§ FONTE
<<<<
Em entrevista, ministro também disse que se opõe a qualquer possibilidade de voltar ao modelo de doações empresariais para campanhas

Luis Roberto Barroso (Foto/Wikimedia Commons)

Luis Roberto Barroso (Foto/Wikimedia Commons)

EC

Estadão Conteúdo

Publicado em 20 de agosto de 2017 às 09h17.

Última atualização em 20 de agosto de 2017 às 09h19.

Brasília - Crítico do atual modelo eleitoral e partidário brasileiro, o ministro Luís Roberto Barroso, do Supremo Tribunal Federal (STF), considera um "desaforo" a criação de um fundo público com R$ 3,6 bilhões para financiar campanhas, como está sendo discutido na Câmara. Diz que o valor teria de ser menor, chegando, no máximo, a R$ 1 bilhão.

Futuro vice-presidente do Tribunal Superior Eleitoral (TSE) nas eleições de 2018, Barroso aponta como positiva a proibição da doação empresarial nas eleições, sistema que, segundo ele, era "mafioso".

O ministro defende o barateamento das campanhas, o aumento da representatividade no Parlamento e a ampliação da governabilidade. Para ele, a solução é o Congresso aprovar o voto distrital misto para as eleições de 2022, mesmo pagando o "preço do distritão" para 2018 e 2020. "Se não passar a reforma política, vamos continuar afundando no lamaçal que se tornou a política brasileira, e a lama já passou do pescoço", afirmou o ministro ao Estadão/Broadcast. A seguir, os principais trechos da entrevista.

Sistema atual

Para o ministro, o sistema eleitoral brasileiro, com voto proporcional, lista aberta e coligações, é um "desastre completo". "O eleitor não sabe exatamente quem ele elegeu, e o candidato não sabe exatamente por quem ele foi eleito", diz. "Não tem como funcionar, porque o eleitor não tem de quem cobrar e o candidato não tem a quem prestar contas. Esta é, a meu ver, a principal causa do descolamento entre a classe política e a sociedade civil. Viraram mundos apartados, e isso, se perdurar por muito tempo, oferece um risco democrático. Portanto, é preciso reaproximar a política da sociedade."
>>>>
§ DADOS ARMAZENADOS
<<<<
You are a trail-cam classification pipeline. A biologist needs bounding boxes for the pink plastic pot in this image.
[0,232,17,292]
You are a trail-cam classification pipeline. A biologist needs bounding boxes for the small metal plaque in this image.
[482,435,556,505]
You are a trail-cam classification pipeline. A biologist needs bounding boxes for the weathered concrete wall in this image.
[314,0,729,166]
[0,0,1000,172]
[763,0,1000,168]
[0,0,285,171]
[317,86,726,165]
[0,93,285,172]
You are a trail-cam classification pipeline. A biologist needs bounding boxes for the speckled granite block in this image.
>>>>
<<<<
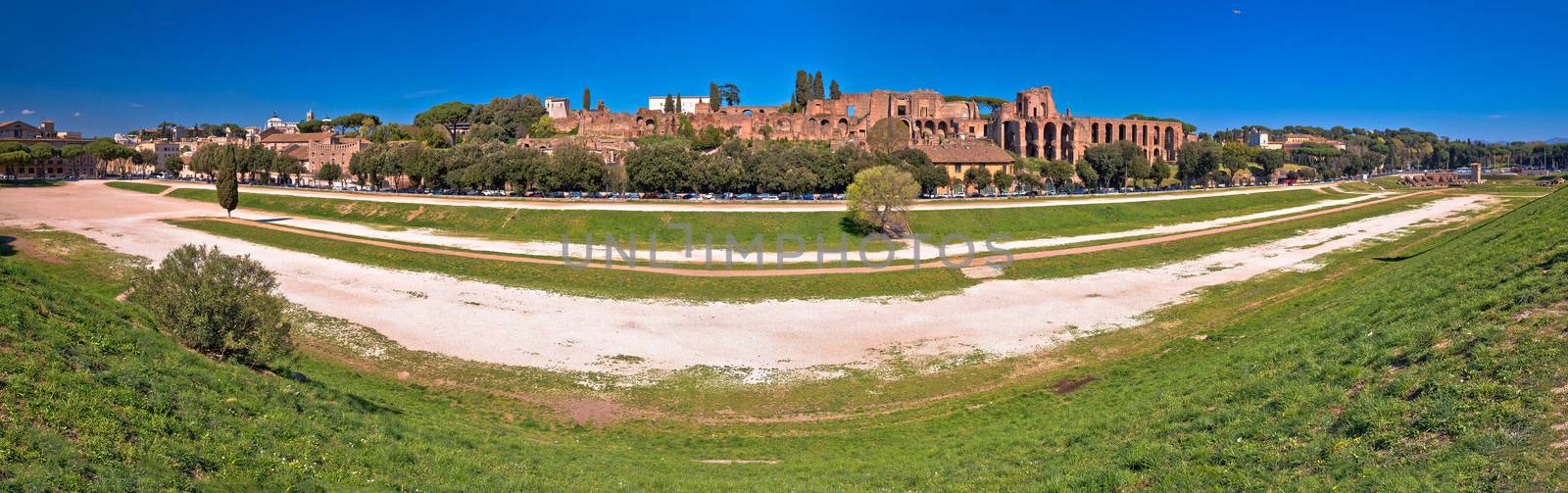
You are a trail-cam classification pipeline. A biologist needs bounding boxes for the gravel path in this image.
>>>>
<<<<
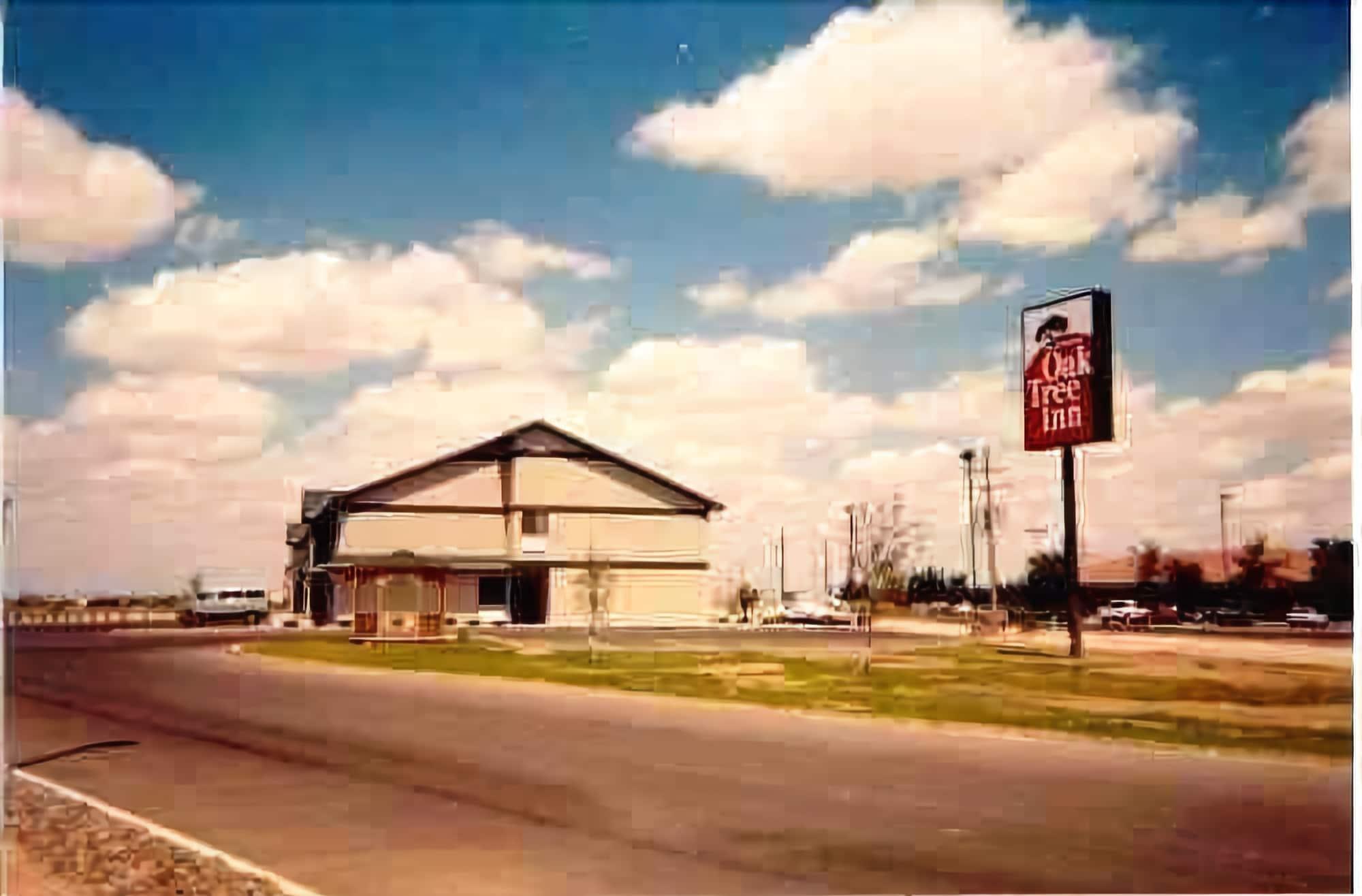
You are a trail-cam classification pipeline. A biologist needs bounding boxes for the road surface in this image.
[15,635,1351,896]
>>>>
§ TAREFA PROPOSTA 1
Diga se cada afirmação a seguir está de acordo com o texto sobre a entrevista do ministro Barroso, respondendo sim ou não e citando literalmente as palavras do texto que decidem a questão. (a) Barroso entende que o fundo público para campanhas deveria chegar, no máximo, a R$ 1 bilhão. (b) Barroso é favorável à volta das doações empresariais para campanhas. (c) Barroso propõe que o voto distrital misto seja adotado já nas eleições de 2018.
§ TAREFA PROPOSTA 2
Transcreva, do texto sobre a entrevista do ministro Barroso, o trecho entre "Última atualização em" e "R$ 1 bilhão.", inclusive.
§ TAREFA PROPOSTA 3
Dê continuidade ao texto sobre a entrevista do ministro Barroso a respeito da reforma política, começando logo após a última frase apresentada.

§ RESPOSTA FINAL 1
(a) Sim: "Diz que o valor teria de ser menor, chegando, no máximo, a R$ 1 bilhão."
(b) Não: "ministro também disse que se opõe a qualquer possibilidade de voltar ao modelo de doações empresariais para campanhas"
(c) Não: "a solução é o Congresso aprovar o voto distrital misto para as eleições de 2022, mesmo pagando o "preço do distritão" para 2018 e 2020"

§ RESPOSTA FINAL 2
Última atualização em 20 de agosto de 2017 às 09h19.

Brasília - Crítico do atual modelo eleitoral e partidário brasileiro, o ministro Luís Roberto Barroso, do Supremo Tribunal Federal (STF), considera um "desaforo" a criação de um fundo público com R$ 3,6 bilhões para financiar campanhas, como está sendo discutido na Câmara. Diz que o valor teria de ser menor, chegando, no máximo, a R$ 1 bilhão.

§ RESPOSTA FINAL 3
O ministro critica a profusão de partidos políticos - atualmente são 35 registrados no TSE - e diz que o Supremo errou ao eliminar a cláusula de barreira, em julgamento em 2006. "Existem mais de três dezenas de partidos, existem outros tantos esperando na fila, de baixíssima densidade programática, e, na verdade, esses partidos acabam virando negócios privados. E, frequentemente, negócios privados desonestos, porque esses partidos vivem de apropriação privada do Fundo Partidário e da venda do tempo de televisão", afirma.

Fundo eleitoral

"A alternativa que se cogita, de R$ 3,6 bilhões, na atual conjuntura brasileira, é um desaforo, e, portanto, é compreensível a reação da sociedade. Um número mais compatível com a realidade brasileira, R$ 800 milhões, por exemplo, até R$ 1 bilhão, é uma discussão razoável, considerando a transição do modelo que nós temos para o do distrital misto, que é muito mais barato."

Governabilidade

No atual modelo presidencialista, segundo Barroso, o mandatário tem "excessivo protagonismo" e "mais poderes para fazer o mal do que o bem". A proposta do ministro é a adoção do semipresidencialismo, em que o presidente seria eleito pelo voto direto, conduziria as relações internacionais e indicaria o primeiro-ministro, bem como os ministros do Poder Judiciário.

"A eventual substituição do primeiro-ministro não abalaria as instituições, porque o fiador da estabilidade institucional é o presidente da República, que tem mandato e não pode ser destituído", avalia Barroso.

Distritão

Barroso diz não ver com simpatia o distritão, por considerar que esse sistema dificulta a representação de minorias e pode até encarecer as eleições. "Não me importaria que ele passasse, se esse for o preço para passar ao distrital misto em seguida. O sistema atual é tão ruim que possivelmente o distritão não é pior", avalia.

E completa: "Acho que nós ainda vamos ter uma eleição difícil (em 2018), mas, se passar a reforma política com o distrital misto, nós teremos um caminho para o futuro. Se não passar a reforma política, vamos continuar afundando no lamaçal que se tornou a política brasileira, e a lama já passou do pescoço", afirma.

Enfraquecimento das siglas

Barroso rebate as críticas de que os partidos políticos seriam enfraquecidos com a aprovação do distritão. "Enfraquecimento dos partidos não é uma profecia. É um diagnóstico. Os partidos já estão dilacerados, quase todos envolvidos em coisas erradas. Uma das situações reveladas pela Operação Lava Jato é que a corrupção no Brasil é multipartidária. Ninguém pode apontar o dedo para ninguém neste momento no Brasil. A única discussão que pode ter é: "O seu partido é mais corrupto do que o meu", afirma.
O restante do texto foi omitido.